• [Assignment]
What the task needs is the data below, written out verbatim.

• [Extracted information]
════
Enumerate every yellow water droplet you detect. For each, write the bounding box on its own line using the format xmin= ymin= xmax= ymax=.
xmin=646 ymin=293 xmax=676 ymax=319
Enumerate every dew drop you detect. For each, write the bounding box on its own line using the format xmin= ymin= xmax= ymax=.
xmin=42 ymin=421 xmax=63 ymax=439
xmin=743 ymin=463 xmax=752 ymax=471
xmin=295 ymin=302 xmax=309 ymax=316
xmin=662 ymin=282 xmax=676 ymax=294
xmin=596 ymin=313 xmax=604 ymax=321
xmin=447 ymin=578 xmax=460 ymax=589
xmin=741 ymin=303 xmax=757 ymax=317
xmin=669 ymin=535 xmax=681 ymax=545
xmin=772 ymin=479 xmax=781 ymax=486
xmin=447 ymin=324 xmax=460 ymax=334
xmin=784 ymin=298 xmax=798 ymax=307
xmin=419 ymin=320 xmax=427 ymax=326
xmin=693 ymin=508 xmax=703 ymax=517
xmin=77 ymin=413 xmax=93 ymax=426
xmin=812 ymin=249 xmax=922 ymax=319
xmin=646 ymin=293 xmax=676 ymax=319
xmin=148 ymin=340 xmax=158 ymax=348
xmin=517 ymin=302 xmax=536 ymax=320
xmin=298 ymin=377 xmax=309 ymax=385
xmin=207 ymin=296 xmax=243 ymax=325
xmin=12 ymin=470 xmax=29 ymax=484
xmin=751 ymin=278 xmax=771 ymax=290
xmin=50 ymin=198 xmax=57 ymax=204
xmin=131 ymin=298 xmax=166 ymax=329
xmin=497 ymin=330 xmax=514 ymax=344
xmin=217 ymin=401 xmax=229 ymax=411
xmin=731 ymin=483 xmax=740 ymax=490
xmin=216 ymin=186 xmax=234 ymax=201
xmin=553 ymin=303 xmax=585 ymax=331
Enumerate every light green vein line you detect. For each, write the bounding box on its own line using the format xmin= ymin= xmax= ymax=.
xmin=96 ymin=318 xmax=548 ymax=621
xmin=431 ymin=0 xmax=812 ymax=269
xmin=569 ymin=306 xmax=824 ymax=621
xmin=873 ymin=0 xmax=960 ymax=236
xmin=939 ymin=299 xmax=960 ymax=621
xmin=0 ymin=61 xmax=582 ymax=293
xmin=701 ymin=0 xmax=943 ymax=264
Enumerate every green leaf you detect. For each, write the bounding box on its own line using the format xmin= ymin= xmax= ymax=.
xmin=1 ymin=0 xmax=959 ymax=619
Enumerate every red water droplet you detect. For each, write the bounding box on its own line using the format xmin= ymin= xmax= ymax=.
════
• [Response to this exercise]
Enumerate every yellow water droplet you detect. For each, write the bounding box on its own line using the format xmin= ymin= xmax= ymax=.
xmin=646 ymin=293 xmax=676 ymax=319
Enumerate every dew drop you detect. For each, write the bounding box on its own line using the format xmin= ymin= xmax= ymax=.
xmin=42 ymin=421 xmax=63 ymax=439
xmin=743 ymin=463 xmax=752 ymax=471
xmin=295 ymin=302 xmax=309 ymax=316
xmin=662 ymin=282 xmax=676 ymax=294
xmin=596 ymin=313 xmax=604 ymax=321
xmin=447 ymin=578 xmax=460 ymax=589
xmin=741 ymin=303 xmax=757 ymax=317
xmin=669 ymin=535 xmax=681 ymax=545
xmin=772 ymin=479 xmax=781 ymax=486
xmin=447 ymin=324 xmax=460 ymax=334
xmin=784 ymin=298 xmax=798 ymax=307
xmin=419 ymin=320 xmax=427 ymax=326
xmin=693 ymin=508 xmax=703 ymax=517
xmin=77 ymin=413 xmax=93 ymax=426
xmin=812 ymin=249 xmax=922 ymax=319
xmin=646 ymin=293 xmax=676 ymax=319
xmin=148 ymin=340 xmax=158 ymax=348
xmin=517 ymin=302 xmax=536 ymax=320
xmin=298 ymin=377 xmax=309 ymax=385
xmin=207 ymin=296 xmax=243 ymax=325
xmin=12 ymin=470 xmax=29 ymax=484
xmin=751 ymin=278 xmax=771 ymax=290
xmin=50 ymin=198 xmax=57 ymax=204
xmin=131 ymin=298 xmax=166 ymax=329
xmin=497 ymin=330 xmax=514 ymax=344
xmin=217 ymin=401 xmax=229 ymax=411
xmin=731 ymin=483 xmax=740 ymax=490
xmin=216 ymin=186 xmax=234 ymax=201
xmin=553 ymin=303 xmax=585 ymax=331
Enumerate every light green vein line you detect. For each, write the bounding box on its own line using the format xmin= ymin= xmax= ymax=.
xmin=96 ymin=318 xmax=548 ymax=621
xmin=431 ymin=0 xmax=812 ymax=269
xmin=569 ymin=306 xmax=824 ymax=621
xmin=873 ymin=0 xmax=960 ymax=236
xmin=939 ymin=299 xmax=960 ymax=621
xmin=0 ymin=61 xmax=582 ymax=293
xmin=701 ymin=0 xmax=943 ymax=264
Enumerate every green leaf you detect. For each, write the bounding box on its own line using the format xmin= ymin= xmax= ymax=.
xmin=1 ymin=0 xmax=959 ymax=619
Enumerate every red water droplet you detect. For each, write the bounding box on its own line using the format xmin= ymin= xmax= ymax=.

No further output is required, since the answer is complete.